• **Work task**:
The answer must be an exact transcription of all the records below.

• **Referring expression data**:

= = = = = = =

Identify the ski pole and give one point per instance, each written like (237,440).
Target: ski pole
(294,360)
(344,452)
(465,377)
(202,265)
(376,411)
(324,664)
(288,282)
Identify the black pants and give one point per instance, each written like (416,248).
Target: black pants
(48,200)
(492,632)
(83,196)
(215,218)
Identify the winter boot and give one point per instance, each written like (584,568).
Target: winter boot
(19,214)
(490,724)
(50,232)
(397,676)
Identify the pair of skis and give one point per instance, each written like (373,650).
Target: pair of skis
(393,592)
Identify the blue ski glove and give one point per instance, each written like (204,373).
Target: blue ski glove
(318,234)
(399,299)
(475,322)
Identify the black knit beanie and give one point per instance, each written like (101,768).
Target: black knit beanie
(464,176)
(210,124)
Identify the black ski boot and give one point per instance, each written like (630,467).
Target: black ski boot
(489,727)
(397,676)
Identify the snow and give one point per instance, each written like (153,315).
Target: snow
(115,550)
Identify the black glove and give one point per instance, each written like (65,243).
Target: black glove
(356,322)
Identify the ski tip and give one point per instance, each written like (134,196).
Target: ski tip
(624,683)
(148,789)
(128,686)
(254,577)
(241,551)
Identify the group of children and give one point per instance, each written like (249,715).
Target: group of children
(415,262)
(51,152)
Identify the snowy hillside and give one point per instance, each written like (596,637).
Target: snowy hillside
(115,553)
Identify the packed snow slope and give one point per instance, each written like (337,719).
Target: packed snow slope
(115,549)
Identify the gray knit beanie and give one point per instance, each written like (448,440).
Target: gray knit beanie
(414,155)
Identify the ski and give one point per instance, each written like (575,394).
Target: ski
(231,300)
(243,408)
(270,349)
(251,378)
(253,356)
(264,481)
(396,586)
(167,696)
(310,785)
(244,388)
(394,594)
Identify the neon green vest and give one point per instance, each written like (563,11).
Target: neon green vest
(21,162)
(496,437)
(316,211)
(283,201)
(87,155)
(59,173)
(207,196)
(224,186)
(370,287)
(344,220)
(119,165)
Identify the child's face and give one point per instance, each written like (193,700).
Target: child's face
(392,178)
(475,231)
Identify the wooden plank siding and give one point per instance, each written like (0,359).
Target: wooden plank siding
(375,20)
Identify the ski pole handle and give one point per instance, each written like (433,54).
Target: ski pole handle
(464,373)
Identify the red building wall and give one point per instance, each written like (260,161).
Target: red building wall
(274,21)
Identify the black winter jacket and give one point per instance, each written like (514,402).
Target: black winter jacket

= = = = = = =

• **Your response**:
Identify the ski pole and give one point per instance, each written like (237,440).
Target: ski pole
(294,360)
(344,452)
(465,377)
(202,265)
(376,411)
(324,664)
(288,282)
Identify the black pants and give one point per instance, each written like (416,248).
Target: black pants
(48,200)
(492,632)
(83,196)
(215,218)
Identify the winter boot and give one point per instance, each written like (584,568).
Target: winter boot
(19,214)
(490,724)
(50,232)
(397,676)
Identify the pair of skis and give one point per instance, each written like (373,650).
Target: pair of skis
(393,592)
Identify the blue ski glove and give one point per instance, each written like (204,373).
Target: blue ski glove
(318,234)
(399,299)
(475,322)
Identify the black knit beanie and give one point per instance, each written like (101,768).
Target: black knit beanie
(464,176)
(210,124)
Identify the black ski boot and give one point per instance, each written like (630,467).
Target: black ski boot
(489,727)
(397,676)
Identify the snow and give one point per instance, each written like (153,315).
Target: snow
(115,550)
Identify the black glove and give one point per instance, each written like (65,243).
Target: black glove
(356,322)
Identify the ski tip and give one point per instance, each written like (134,196).
Target: ski tip
(624,683)
(148,789)
(128,686)
(254,577)
(241,551)
Identify the group of children and give one point per instance, each written like (249,715).
Target: group of children
(415,262)
(51,152)
Identify the snowy hillside and give one point per instance, each written like (596,637).
Target: snowy hillside
(115,553)
Identify the packed snow slope and give one point per instance, each written like (337,719).
Target: packed snow slope
(115,549)
Identify the gray knit beanie and give one point per instance, each written like (448,440).
Target: gray knit beanie
(414,155)
Identify the ski and give one point per instance, each written like (575,394).
Target: ski
(231,300)
(243,408)
(270,349)
(251,378)
(253,356)
(264,481)
(396,586)
(167,696)
(310,785)
(244,388)
(394,594)
Identify the neon green vest and give one point per instance, each written like (563,11).
Target: neon green vest
(21,162)
(496,437)
(316,211)
(283,201)
(87,155)
(59,173)
(207,196)
(224,186)
(370,287)
(344,220)
(119,165)
Identify the child's face and give one point per instance, each written like (193,700).
Target: child's face
(392,178)
(475,231)
Identify the wooden plank siding and give one point per instance, each written like (0,359).
Target: wooden plank siding
(375,20)
Identify the ski pole handle and give one point per instance, each written like (433,54).
Target: ski pole handle
(464,373)
Identify the red building wall and give one point per instance, each written like (260,161).
Target: red building wall
(274,21)
Identify the black winter jacket and give one point per instance, each written like (514,402).
Target: black winter jacket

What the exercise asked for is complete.